• _Material for this exercise_

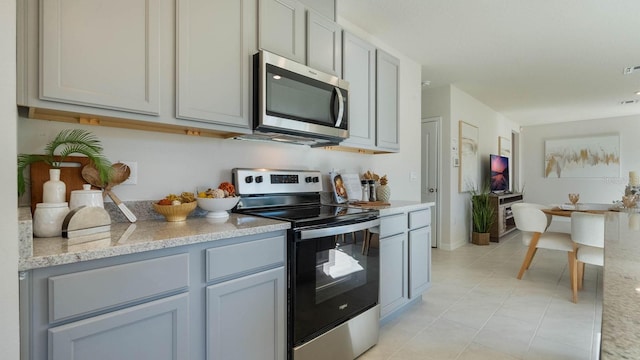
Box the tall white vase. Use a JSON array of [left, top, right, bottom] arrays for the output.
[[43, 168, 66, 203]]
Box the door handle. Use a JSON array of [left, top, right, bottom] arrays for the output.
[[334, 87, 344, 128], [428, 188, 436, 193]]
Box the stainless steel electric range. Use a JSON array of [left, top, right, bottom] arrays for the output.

---

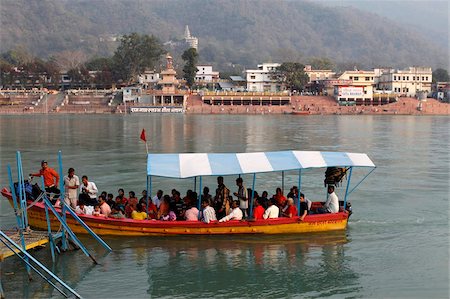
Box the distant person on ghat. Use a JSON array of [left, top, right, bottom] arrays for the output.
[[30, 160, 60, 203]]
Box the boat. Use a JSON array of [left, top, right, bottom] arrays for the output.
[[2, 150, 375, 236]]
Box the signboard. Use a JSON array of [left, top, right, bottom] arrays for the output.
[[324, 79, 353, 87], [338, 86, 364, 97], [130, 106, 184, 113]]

• _Exercise goal_
Copy out the lines above exactly, beginning at the one that contains "Box the door" and ending at the one that contains "Box the stainless".

• _Output below_
Box the door handle. Use a JSON array of [left, top, right, bottom] arrays for the output.
[[334, 87, 344, 128], [428, 188, 436, 193]]
Box the stainless steel electric range. Use a JSON array of [left, top, right, bottom] arrays for the output.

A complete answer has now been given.